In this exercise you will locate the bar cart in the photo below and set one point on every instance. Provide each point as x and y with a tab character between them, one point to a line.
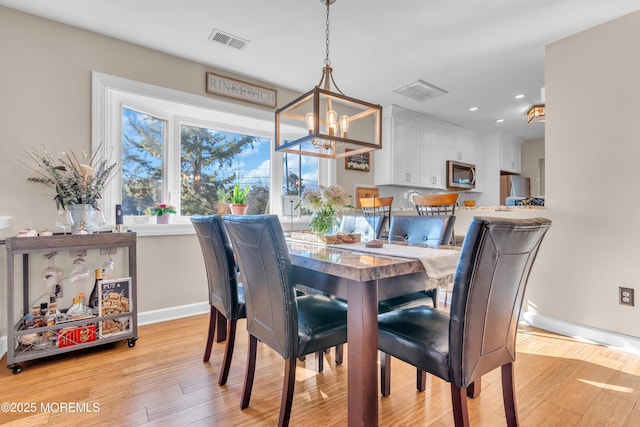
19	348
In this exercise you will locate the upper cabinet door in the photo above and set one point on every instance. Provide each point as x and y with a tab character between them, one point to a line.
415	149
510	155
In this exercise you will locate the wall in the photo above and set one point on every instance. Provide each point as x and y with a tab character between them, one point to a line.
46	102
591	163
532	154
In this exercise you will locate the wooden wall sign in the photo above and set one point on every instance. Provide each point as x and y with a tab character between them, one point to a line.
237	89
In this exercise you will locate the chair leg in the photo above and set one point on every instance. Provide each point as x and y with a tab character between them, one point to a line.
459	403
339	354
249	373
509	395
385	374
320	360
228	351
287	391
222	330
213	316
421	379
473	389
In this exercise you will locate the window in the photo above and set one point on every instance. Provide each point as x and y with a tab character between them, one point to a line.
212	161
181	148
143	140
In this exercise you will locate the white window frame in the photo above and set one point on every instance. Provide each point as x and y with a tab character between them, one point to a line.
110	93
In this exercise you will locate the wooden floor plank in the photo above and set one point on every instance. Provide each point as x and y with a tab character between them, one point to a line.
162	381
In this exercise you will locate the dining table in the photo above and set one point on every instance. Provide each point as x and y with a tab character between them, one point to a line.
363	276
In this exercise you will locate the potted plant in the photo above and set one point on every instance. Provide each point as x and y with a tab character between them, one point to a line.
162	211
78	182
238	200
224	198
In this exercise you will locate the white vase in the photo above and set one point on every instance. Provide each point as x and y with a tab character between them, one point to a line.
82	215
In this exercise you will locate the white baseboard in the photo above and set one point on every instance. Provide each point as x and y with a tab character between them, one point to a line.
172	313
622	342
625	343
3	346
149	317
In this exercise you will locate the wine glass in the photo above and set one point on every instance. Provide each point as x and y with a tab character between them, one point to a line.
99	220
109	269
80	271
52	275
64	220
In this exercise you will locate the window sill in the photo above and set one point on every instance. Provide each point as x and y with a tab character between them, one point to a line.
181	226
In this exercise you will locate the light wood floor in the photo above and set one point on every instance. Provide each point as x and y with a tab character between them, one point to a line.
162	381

——

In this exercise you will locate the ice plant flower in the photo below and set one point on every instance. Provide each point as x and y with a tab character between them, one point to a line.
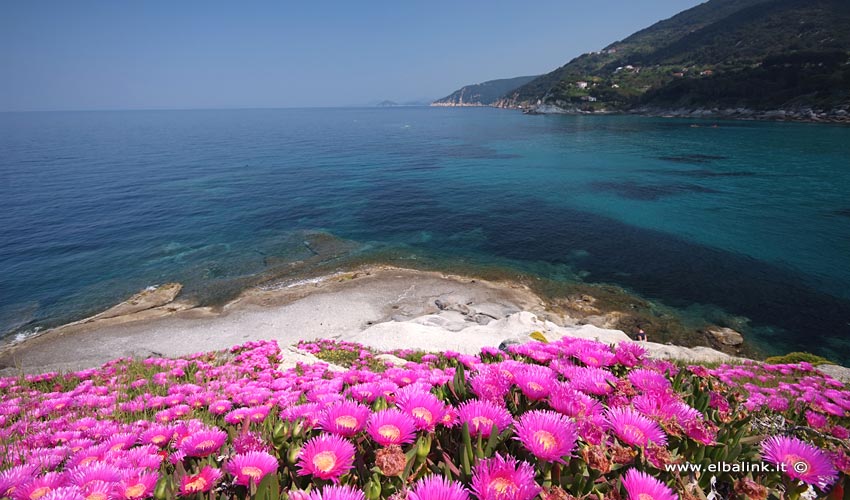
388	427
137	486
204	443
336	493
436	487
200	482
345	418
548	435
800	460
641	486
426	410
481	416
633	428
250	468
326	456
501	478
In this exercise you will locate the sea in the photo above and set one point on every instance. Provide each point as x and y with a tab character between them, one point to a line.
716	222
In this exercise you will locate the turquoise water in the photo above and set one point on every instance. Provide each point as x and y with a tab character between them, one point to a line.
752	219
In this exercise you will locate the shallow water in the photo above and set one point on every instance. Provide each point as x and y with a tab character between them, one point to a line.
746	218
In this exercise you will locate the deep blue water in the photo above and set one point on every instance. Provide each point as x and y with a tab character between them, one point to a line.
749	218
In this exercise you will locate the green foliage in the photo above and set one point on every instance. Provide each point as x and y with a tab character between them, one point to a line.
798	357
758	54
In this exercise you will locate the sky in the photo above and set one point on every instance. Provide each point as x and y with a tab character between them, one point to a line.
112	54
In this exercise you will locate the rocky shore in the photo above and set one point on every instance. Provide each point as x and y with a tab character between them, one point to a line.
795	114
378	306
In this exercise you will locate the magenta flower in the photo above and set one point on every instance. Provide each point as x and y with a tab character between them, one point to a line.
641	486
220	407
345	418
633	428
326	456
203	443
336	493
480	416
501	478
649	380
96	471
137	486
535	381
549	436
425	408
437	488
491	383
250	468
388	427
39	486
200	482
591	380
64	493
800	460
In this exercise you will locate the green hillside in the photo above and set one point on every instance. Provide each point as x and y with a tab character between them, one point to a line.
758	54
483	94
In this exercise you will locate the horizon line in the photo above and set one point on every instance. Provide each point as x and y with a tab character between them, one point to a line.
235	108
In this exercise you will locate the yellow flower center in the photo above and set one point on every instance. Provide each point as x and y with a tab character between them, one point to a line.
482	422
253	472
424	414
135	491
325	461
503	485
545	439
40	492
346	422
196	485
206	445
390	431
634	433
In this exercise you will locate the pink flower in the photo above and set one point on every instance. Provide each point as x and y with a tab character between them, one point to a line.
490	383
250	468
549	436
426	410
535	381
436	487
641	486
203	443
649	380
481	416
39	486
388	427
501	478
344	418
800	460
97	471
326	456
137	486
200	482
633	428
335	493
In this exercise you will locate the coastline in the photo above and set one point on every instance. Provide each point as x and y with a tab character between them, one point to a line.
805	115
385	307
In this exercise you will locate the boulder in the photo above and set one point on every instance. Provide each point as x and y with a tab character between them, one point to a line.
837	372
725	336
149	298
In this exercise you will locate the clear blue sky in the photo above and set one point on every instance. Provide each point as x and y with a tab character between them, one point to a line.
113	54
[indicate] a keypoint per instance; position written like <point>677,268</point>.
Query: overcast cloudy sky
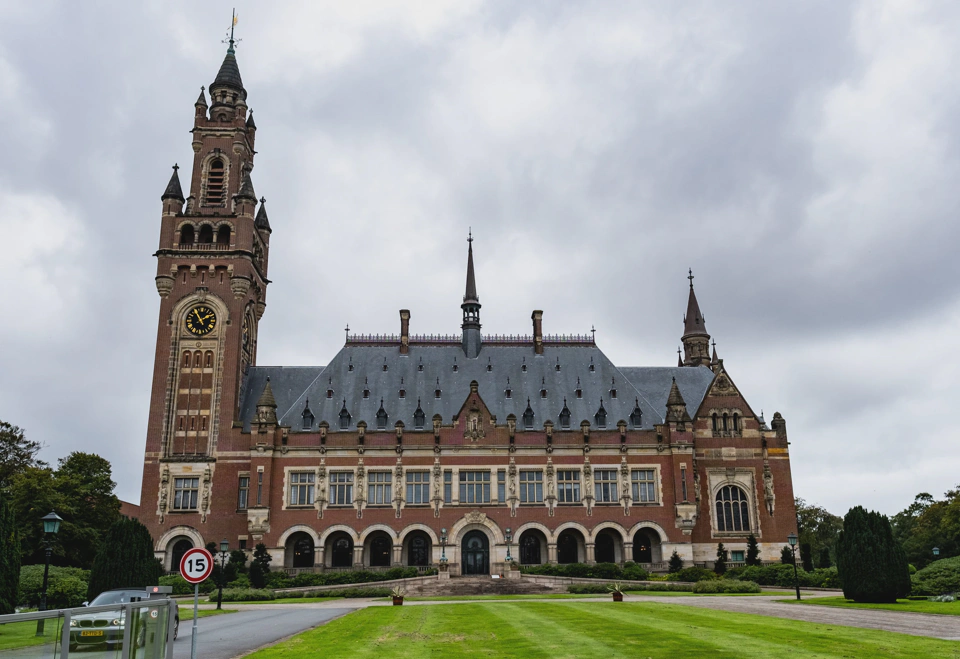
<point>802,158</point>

——

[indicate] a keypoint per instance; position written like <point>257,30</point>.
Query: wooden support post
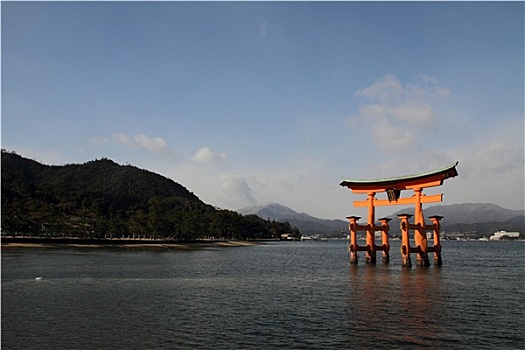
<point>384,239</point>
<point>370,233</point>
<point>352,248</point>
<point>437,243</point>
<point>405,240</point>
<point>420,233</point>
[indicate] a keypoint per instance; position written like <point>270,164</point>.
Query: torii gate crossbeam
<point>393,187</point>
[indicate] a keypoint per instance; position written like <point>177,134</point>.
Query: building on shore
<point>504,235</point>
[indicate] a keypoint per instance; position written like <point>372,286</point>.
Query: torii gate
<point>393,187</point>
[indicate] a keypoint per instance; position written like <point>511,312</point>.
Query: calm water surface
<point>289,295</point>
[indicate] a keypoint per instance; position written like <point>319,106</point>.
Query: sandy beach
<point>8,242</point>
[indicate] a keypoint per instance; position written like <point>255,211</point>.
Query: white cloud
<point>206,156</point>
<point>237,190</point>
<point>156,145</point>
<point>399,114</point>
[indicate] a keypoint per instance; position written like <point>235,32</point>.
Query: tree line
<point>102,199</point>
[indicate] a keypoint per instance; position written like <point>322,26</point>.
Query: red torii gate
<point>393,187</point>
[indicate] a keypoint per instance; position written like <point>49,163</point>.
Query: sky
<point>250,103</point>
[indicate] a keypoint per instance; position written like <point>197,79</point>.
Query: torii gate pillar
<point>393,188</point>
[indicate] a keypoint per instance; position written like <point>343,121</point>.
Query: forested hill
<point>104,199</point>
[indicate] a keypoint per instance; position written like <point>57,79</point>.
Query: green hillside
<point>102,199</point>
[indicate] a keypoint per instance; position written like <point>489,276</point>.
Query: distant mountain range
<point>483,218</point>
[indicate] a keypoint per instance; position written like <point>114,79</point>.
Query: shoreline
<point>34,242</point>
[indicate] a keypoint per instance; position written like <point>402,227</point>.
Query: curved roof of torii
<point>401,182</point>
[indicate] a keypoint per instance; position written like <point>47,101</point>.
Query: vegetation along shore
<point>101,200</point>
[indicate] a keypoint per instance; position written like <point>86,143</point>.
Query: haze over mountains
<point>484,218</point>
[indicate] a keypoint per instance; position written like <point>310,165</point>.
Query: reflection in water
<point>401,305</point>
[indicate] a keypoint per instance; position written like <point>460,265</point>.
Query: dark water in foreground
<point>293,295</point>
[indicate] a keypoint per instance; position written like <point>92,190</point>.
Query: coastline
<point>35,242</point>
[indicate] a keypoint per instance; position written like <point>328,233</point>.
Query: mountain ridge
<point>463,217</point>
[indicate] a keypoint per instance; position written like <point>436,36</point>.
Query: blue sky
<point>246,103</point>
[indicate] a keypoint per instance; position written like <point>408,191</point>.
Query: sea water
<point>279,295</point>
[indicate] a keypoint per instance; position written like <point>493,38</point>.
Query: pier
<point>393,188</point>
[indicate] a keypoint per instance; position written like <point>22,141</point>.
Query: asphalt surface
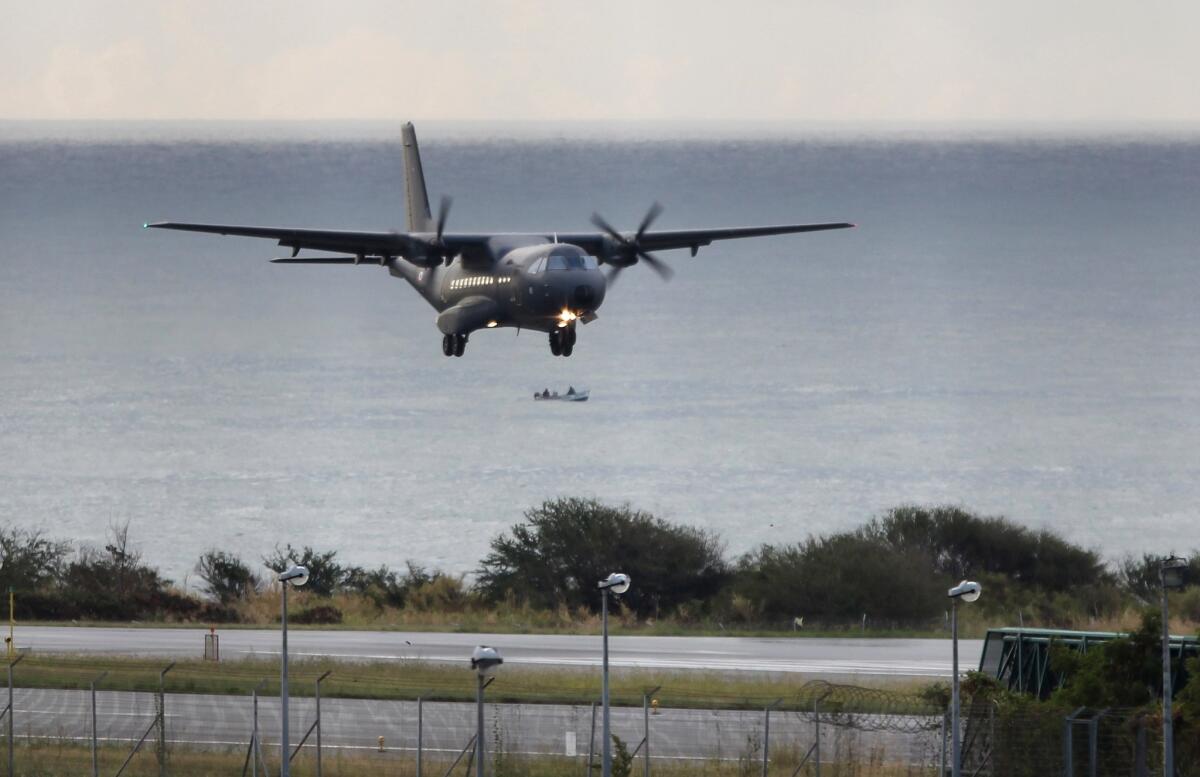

——

▸ EXERCISE BRIEF:
Output the material above exactly, but only from the line that carries "written like <point>408,191</point>." through the line that carries "written like <point>22,141</point>.".

▸ OUTPUT OF THE TASK:
[indicate] a keypoint per instance; position written like <point>408,191</point>.
Query: sea water
<point>279,295</point>
[indicate] a keypoint per instance; position written like <point>493,38</point>.
Query: pier
<point>393,188</point>
[indicate] a keypoint per instance; position written like <point>22,141</point>.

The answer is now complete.